Format the records below as a two-column CSV with the columns label_text and coordinates. Include only the records starting with the line containing "Category: dirt path between rows" and continuing through the end of the records. Give one row per record, with its text and its answer each in a single quoted field and line breaks turned into spaces.

======== Records provided ========

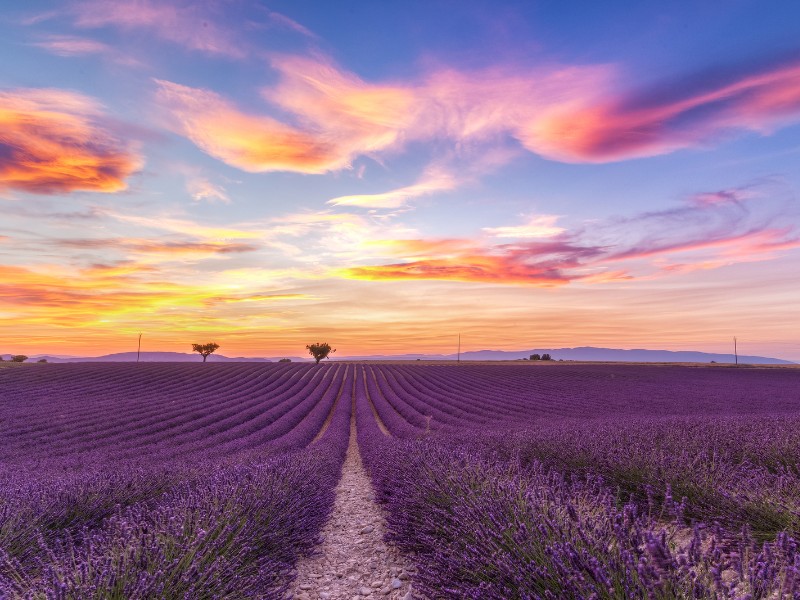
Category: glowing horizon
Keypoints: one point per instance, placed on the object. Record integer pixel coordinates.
(267, 176)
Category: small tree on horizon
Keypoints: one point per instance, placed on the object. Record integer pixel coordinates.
(320, 350)
(205, 349)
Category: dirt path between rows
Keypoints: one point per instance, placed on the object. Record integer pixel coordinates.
(353, 562)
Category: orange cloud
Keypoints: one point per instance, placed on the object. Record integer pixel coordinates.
(701, 234)
(52, 142)
(566, 113)
(193, 25)
(621, 127)
(163, 248)
(249, 142)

========

**Exercise output**
label_text,coordinates
"Category: dirt path between rows Keypoints: one point per instance, placed on the object. Record integer pixel coordinates.","(353, 562)"
"Category: orange cloud Keypoints: one point per instance, placed on the object. Record integer pixel coordinates.","(701, 234) (52, 142) (566, 113) (193, 25) (621, 127) (163, 248) (249, 142)"